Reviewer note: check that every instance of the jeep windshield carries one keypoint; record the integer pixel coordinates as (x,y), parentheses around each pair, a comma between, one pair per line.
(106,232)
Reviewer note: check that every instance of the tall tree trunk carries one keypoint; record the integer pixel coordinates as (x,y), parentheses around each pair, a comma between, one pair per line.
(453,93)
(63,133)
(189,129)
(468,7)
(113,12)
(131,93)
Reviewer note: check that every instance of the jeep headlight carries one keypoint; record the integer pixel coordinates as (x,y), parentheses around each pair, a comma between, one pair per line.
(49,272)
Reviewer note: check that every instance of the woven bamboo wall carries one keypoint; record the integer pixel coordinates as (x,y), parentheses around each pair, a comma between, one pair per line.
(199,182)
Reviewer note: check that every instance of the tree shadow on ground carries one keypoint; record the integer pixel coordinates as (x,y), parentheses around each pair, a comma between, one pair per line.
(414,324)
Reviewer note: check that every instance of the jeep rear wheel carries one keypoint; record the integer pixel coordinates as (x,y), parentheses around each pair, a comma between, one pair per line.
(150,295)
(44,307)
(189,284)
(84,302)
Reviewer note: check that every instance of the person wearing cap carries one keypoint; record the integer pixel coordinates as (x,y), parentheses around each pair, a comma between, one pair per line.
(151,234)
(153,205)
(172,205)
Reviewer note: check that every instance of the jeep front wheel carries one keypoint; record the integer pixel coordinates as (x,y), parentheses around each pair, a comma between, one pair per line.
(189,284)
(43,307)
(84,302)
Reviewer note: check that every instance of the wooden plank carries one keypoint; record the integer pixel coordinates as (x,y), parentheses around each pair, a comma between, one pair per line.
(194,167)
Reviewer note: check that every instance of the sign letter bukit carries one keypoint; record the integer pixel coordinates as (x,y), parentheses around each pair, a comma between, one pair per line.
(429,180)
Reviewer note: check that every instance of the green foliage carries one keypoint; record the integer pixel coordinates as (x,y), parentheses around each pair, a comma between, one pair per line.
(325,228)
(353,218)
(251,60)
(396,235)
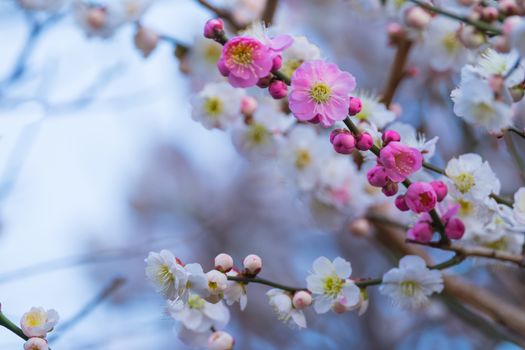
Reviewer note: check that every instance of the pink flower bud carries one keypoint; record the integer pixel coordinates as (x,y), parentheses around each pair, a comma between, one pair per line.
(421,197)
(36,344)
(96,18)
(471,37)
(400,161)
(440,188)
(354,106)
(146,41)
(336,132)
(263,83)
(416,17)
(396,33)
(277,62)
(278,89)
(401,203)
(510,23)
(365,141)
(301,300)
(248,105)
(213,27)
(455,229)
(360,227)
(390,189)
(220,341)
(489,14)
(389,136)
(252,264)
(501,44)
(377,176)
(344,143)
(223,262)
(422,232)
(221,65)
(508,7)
==========
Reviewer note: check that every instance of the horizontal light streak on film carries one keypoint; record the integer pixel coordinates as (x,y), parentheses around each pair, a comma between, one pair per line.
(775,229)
==========
Problem requirements. Pull out every line in the entries above that contains the string "tree", and copy each one in its original order.

Result below.
Reviewer note: check that every instance of the tall tree trunk carries one keypoint; record the integer pixel coordinates as (x,y), parentheses around each pair, a comma between, one pair per line.
Reviewer note: check that every instance of the tree shadow on ground carries one keypoint; record the integer pixel coordinates as (x,y), parentheses around each pair, a comma between, one pair per line.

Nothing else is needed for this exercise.